▶ [EXERCISE GOAL]:
In the pack comparison, what did the writer buy to make up for the MULE NV lacking the Raptor 14's magnetic hose attachment?

With that solved, the MULE NV is more comfortable on the trail than the Raptor 14. It stays a bit cooler (but not as cool as I was hoping) and feels lighter on my back.

*The Rest*

There are a few things I liked on the Raptor 14 more than the MULE NV, but they aren't as significant as the previous items. These include:

The magnetic attachment for the hose. But I bought the Source clip which solved that. It's even better than the native one on the Raptor 14.
The more versatile shove-it pocket, with it's lower gills, which makes it easy to shed a layer.
The zippers with their finger loops. Very nice touch.
The way the hose is fitted to the shoulder strap with a zipper instead of having to push it though a slot. Great design.

I never used the tool pouch on the Raptor 14. I guess I don't carry that many tools, so just putting them in pockets is more convenient to me. I don't want to unroll something for my multi-tool. And other than that I just have my tire levers. I'm sure other people make better use of it.

(Coordinate labeling data)
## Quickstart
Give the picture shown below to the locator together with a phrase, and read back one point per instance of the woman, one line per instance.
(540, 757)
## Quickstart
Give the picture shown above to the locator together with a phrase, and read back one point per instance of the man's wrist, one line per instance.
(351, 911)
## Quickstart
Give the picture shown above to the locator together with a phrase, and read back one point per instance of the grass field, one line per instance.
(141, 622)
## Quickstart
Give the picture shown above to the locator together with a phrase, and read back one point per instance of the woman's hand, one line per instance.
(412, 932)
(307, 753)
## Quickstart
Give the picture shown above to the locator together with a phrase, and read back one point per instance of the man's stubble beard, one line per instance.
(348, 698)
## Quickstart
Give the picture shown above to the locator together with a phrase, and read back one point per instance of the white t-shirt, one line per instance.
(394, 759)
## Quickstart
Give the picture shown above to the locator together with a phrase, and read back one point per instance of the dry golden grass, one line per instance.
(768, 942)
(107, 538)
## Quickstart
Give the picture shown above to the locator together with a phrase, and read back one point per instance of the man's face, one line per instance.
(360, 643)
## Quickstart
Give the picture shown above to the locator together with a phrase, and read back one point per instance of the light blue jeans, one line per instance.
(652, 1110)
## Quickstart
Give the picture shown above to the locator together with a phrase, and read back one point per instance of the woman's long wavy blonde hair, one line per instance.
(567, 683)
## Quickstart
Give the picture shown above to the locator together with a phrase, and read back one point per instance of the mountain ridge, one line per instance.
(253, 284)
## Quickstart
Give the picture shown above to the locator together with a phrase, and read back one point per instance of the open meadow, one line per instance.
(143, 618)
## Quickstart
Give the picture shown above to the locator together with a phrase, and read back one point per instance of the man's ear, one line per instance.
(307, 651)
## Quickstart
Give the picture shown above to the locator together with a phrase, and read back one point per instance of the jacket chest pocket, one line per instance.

▶ [EXERCISE RESULT]:
The Source clip.